*Parts of the exercise:*
**A)** Summarize the passage on causal and emergent explanations in two sentences.
**B)** The passage on causal and emergent explanations names several molecular-level and atomic-level phenomena that seniors come to understand conceptually. List every one of them.
**C)** Carry on the passage on causal and emergent explanations of diffusion, starting after the Fick's Law equation.

I came across an interesting paper recently from a 2002 engineering education conference titled How Chemical Engineering Seniors Think about Mechanisms of Momentum Transport by Ronald L. Miller, Ruth A. Streveler, and Barbara M. Olds. It caught my attention since I’ve been a chemical engineering senior so I wanted to see how it compared to my experience. And it tracked it pretty well actually. Their idea is that one of the things that starts to click for seniors in their studies, something that often hadn’t clicked before, is a conceptual understanding of many fundamental molecular-level and atomic-level phenomena including heat, light, diffusion, chemical reactions, and electricity. I’ll refer mostly to the examples from this paper by Miller, Streveler, and Olds but I’ll mention that they base much of their presentation on the work of Michelene Chi, who is a cognitive and learning scientist. In particular they refer to her work on causal versus emergent conceptual models for these physical processes. Her paper on this is titled Misconceived Causal Explanations for Emergent Processes. Miller, Streveler, and Olds propose that chemical engineering students start out using causal models to understand many of these processes but then move to more advanced, emergent models later in their studies.

In a causal process there is some kind of distinct, sequential, goal-oriented event with an observable beginning and end. In an elastic collision for instance, a moving object collides with a previously stationary object and transfers its momentum to it. In an emergent process there are uniform, parallel, independent events with no beginning or end but in which observable patterns eventually emerge. Electricity, fluid flow, heat transfer and molecular equilibrium are examples of emergent processes. Miller, Streveler, and Olds correlate causal and emergent explanations with macroscopic and molecular models respectively. As Bird, Stewart, and Lightfoot had said in their descriptions of their three scales, it’s at the molecular level that “we seek a fundamental understanding of the mechanisms.” But at the macroscopic scales we aren’t looking at so fundamental an explanation.      

Miller, Streveler, and Olds use diffusion, i.e. mass transport, as an example to show the difference between causal and emergent explanations. Say we have a glass of water and we add a drop of color dye to it. The water is a solvent and the color dye is a solute. This color dye solute starts to diffuse, or spread, into the water solvent and we can explain this diffusion process in both causal and emergent ways; or we could also say in macroscopic and molecular ways.

First, a quick overview of diffusion. The mathematical model for diffusion is Fick’s Law of Diffusion. The equation for this is:       

J = -D(dC/dx)

*Data excerpt:*
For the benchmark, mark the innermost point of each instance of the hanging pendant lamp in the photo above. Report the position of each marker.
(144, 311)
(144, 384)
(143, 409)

*Responses to the tasks:*
**A)** A 2002 paper by Miller, Streveler, and Olds, drawing on Michelene Chi's work, proposes that chemical engineering students first understand processes such as heat, diffusion, and electricity through causal models and later move to emergent models. Causal processes are sequential events with an observable beginning and end, while emergent processes are uniform, parallel, independent events from which patterns eventually emerge, and the authors use dye diffusing in water, which is modeled by Fick's Law, to show the difference.

**B)**
- Heat
- Light
- Diffusion
- Chemical reactions
- Electricity

**C)**
J is the diffusion flux
C is concentration
x is position
D is diffusivity, the applicable constant of proportionality in this case

The basic logic of this equation is that the diffusion of a solute is proportional to the gradient of the concentration of that solute in a solvent. If the solute is evenly distributed in the solution the concentration is the same everywhere in the solution, so there is no concentration gradient and no diffusion. But there is a gradient if the solute concentration is different at different positions in the space, for example, if it is highly concentrated at one point and less concentrated as you move away from that point. The diffusion flux is proportional to the steepness of that decrease, that gradient. If a drop of dye has just been placed in a glass of water the flux of diffusion is going to be very high at the boundary between that drop and the surrounding water because there is a huge difference in the concentration of the dye there.

So that’s the logic of Fick’s Law of Diffusion. But why does this happen? And here we can look at the two different kinds of explanations, causal and emergent explanations.         

Here are a few examples of both:

Causal Explanation: “Dye molecules move towards water molecules.”
Emergent Explanation: “All molecules exercise Brownian motion.”

Causal Explanation: “Dye molecules flow from areas of high concentration to areas of low concentration.”
Emergent Explanation: “All molecules move at the same time.”

Causal Explanation: “Dye molecules are ‘pushed’ into the water by other dye molecules.”
Emergent Explanation: “Molecules collide independently of prior collisions. What happens to one molecule doesn’t affect interactions with other molecules.”

Causal Explanation: “Dye molecules want to mix with water molecules.”
Emergent Explanation: “The local conditions around each molecule affect where it moves and at what velocity.”

Causal Explanation: “Dye molecules stop moving when dye and water become mixed.”
Emergent Explanation: “Molecular interactions continue when equilibrium is reached.”

This is gives something of a flavor of the two different kinds of explanations. Causal explanations have more of a top-down approach, looking for the big forces that make things happen, and may even speak in metaphorical terms of volition, like what a molecule “wants” to do. Emergent explanations have more of a bottom-up approach, looking at all the things going on independently in a system and how that results in the patterns we observe.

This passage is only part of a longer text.